## PASSAGE SHOWN
It may be that, by the early 18th century, some of the Beatons forgot that their name had originally been MacBeth two centuries earlier and invented the connection as an explanation of why they had the same name as the Lowland Beatons of Balfour. Some went so far as to adopt Bethune, the original form of the Lowland name as an authentic form of the Highland name of Beaton.
I can only make the most tenuous connection between the account of our ancestors found in A.D. MacDonald's Mabou Pioneers and any of the lineages recounted by Professor Bannerman. According to A.D. MacDonald, the Donald Beaton who went to Galena, Illinois was the son of Angus, son of Donald, son of John, son of Alexander of Skye, son of Donald, son of Ronald, son of Malcolm, son of Donald. Alexander of Skye is pivotal in this account. He is the Beaton who left Skye for Lochaber. His brother-in-law died famously at Culloden and three of his sons, including our ancestor, John, "took an active part" in the Culloden campaign. Culloden was fought in 1745 which dates Alexander to the early part of the 18 th century.

## TASK
Can you reproduce the whole passage on the Beaton family's name and lineage word for word?

## RECORDS SUPPLIED
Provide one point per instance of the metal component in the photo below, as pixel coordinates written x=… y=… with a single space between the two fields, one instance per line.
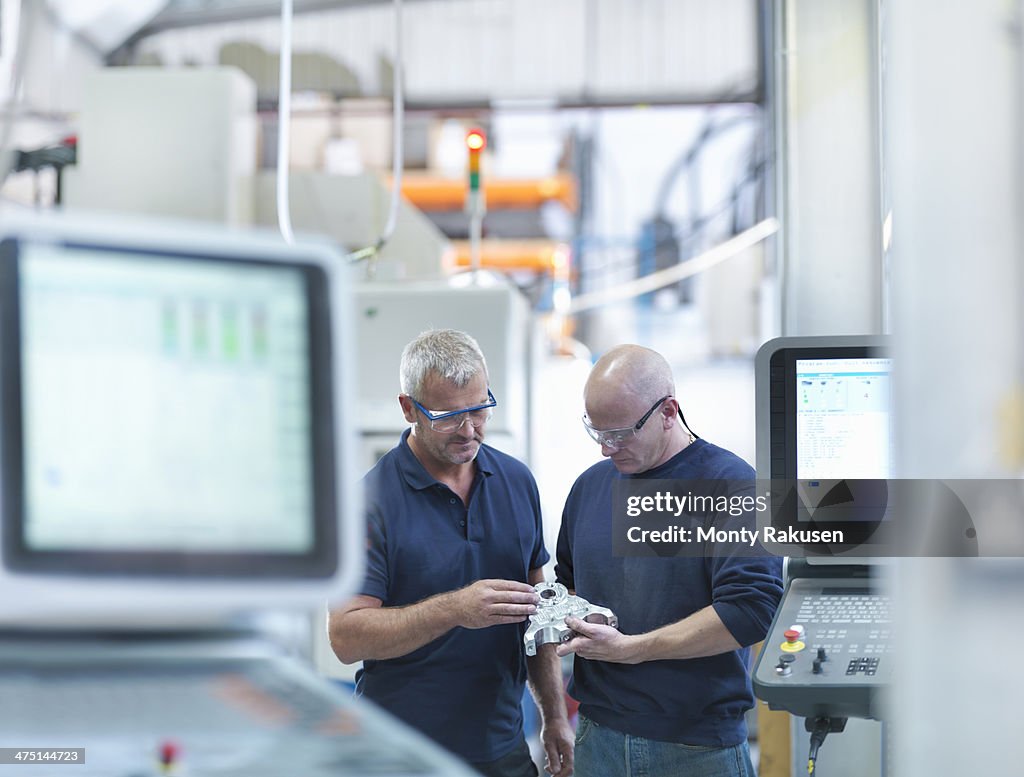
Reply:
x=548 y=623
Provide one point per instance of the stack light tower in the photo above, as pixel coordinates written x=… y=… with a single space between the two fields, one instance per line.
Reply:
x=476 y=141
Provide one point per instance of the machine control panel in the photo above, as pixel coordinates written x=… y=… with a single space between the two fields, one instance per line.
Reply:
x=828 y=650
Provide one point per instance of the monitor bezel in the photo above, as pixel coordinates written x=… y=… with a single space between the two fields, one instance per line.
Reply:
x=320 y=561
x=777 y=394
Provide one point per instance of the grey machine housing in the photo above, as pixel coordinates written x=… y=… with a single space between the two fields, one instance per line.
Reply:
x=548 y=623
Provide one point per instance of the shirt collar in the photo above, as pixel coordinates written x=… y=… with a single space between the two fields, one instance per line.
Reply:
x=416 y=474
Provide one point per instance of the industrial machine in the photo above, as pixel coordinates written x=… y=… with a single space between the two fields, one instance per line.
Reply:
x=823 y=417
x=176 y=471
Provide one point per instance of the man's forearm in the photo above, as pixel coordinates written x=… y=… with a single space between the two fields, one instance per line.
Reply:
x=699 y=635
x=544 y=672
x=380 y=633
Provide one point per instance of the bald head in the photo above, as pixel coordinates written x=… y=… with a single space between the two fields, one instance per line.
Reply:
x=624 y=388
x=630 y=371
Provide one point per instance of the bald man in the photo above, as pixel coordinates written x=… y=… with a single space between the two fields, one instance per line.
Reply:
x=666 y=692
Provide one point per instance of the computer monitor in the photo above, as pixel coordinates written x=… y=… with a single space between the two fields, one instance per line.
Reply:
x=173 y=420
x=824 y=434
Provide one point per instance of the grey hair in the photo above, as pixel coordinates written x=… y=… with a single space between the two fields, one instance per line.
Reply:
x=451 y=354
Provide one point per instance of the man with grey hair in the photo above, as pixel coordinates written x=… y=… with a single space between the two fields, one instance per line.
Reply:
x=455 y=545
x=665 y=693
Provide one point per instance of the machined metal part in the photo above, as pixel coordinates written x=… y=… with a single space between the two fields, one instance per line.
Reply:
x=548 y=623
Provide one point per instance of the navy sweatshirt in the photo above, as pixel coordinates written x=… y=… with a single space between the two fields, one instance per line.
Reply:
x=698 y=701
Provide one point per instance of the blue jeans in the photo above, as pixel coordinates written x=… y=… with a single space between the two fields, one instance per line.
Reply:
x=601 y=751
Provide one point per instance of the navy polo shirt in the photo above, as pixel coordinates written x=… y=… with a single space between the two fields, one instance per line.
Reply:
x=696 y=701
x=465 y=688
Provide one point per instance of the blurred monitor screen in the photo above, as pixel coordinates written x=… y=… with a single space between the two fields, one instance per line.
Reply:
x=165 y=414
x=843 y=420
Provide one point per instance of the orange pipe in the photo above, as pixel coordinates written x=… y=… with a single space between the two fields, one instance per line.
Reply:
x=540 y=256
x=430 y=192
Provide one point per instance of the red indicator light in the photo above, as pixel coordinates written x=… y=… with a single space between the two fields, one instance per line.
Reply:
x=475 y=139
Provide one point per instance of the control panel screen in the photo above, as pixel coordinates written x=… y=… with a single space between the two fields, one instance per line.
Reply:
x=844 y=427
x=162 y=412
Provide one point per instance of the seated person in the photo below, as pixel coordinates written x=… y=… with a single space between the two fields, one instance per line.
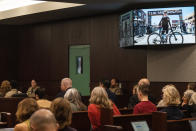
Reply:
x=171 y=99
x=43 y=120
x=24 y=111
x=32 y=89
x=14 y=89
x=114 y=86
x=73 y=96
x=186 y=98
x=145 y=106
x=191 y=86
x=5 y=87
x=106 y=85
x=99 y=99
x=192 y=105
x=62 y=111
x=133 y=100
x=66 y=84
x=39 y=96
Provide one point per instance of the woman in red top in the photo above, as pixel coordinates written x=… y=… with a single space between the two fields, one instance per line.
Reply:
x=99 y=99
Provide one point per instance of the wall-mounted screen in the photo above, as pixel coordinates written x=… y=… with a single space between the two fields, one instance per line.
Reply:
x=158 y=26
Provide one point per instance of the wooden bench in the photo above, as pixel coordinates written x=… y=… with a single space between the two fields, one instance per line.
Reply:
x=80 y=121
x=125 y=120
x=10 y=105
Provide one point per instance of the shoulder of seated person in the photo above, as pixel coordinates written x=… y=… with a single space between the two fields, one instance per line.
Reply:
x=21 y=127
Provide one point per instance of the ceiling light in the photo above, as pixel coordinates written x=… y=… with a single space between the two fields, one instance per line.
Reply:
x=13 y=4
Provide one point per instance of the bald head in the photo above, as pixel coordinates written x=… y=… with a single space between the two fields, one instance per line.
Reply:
---
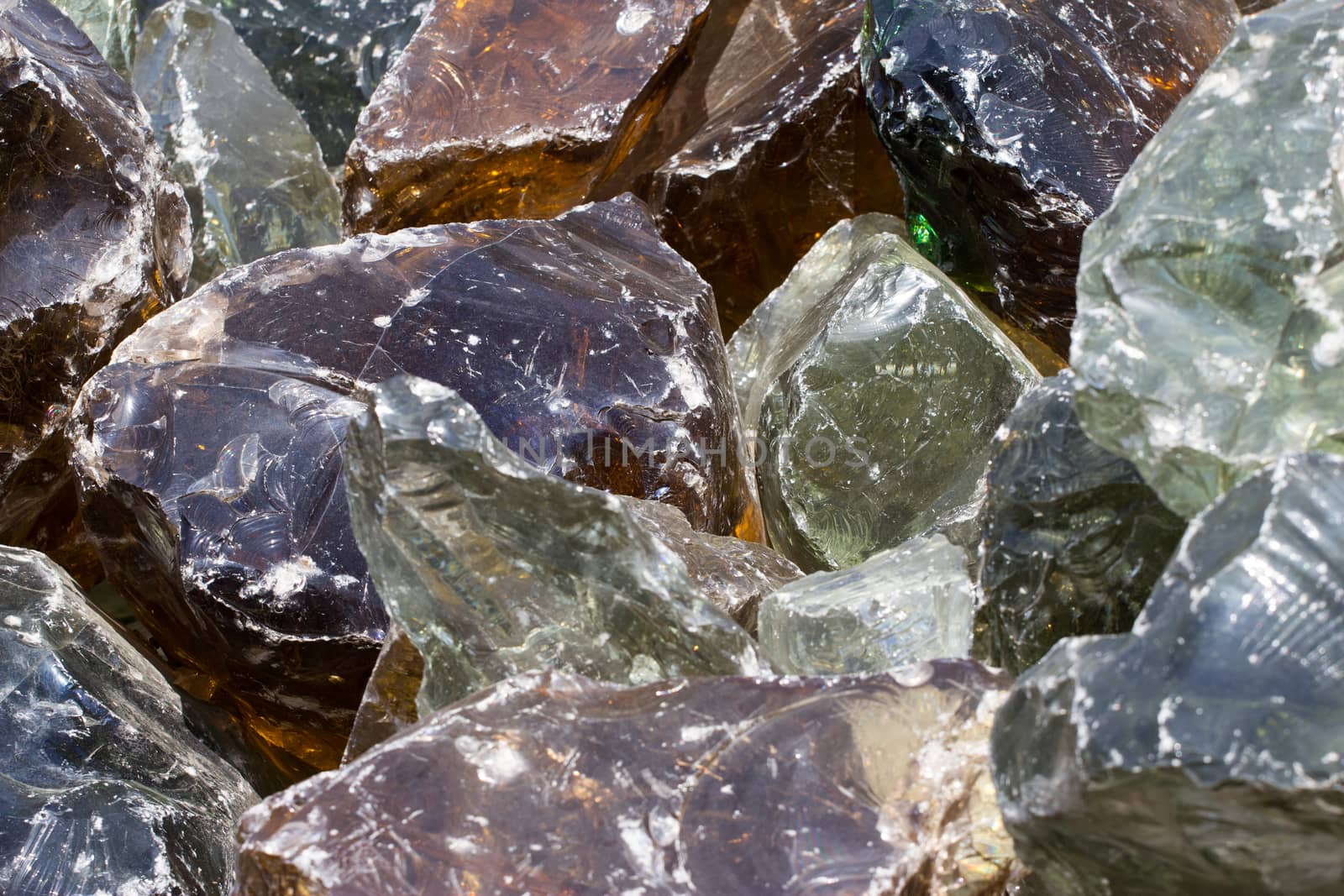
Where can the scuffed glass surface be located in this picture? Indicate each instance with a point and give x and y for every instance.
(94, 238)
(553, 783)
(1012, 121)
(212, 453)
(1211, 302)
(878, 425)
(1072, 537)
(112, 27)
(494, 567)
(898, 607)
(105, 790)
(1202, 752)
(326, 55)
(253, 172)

## YOUR SOLUTION
It may be that, by the early 18th century, some of the Beatons forgot that their name had originally been MacBeth two centuries earlier and invented the connection as an explanation of why they had the same name as the Lowland Beatons of Balfour. Some went so far as to adopt Bethune, the original form of the Lowland name as an authentic form of the Highland name of Beaton.
I can only make the most tenuous connection between the account of our ancestors found in A.D. MacDonald's Mabou Pioneers and any of the lineages recounted by Professor Bannerman. According to A.D. MacDonald, the Donald Beaton who went to Galena, Illinois was the son of Angus, son of Donald, son of John, son of Alexander of Skye, son of Donald, son of Ronald, son of Malcolm, son of Donald. Alexander of Skye is pivotal in this account. He is the Beaton who left Skye for Lochaber. His brother-in-law died famously at Culloden and three of his sons, including our ancestor, John, "took an active part" in the Culloden campaign. Culloden was fought in 1745 which dates Alexander to the early part of the 18 th century.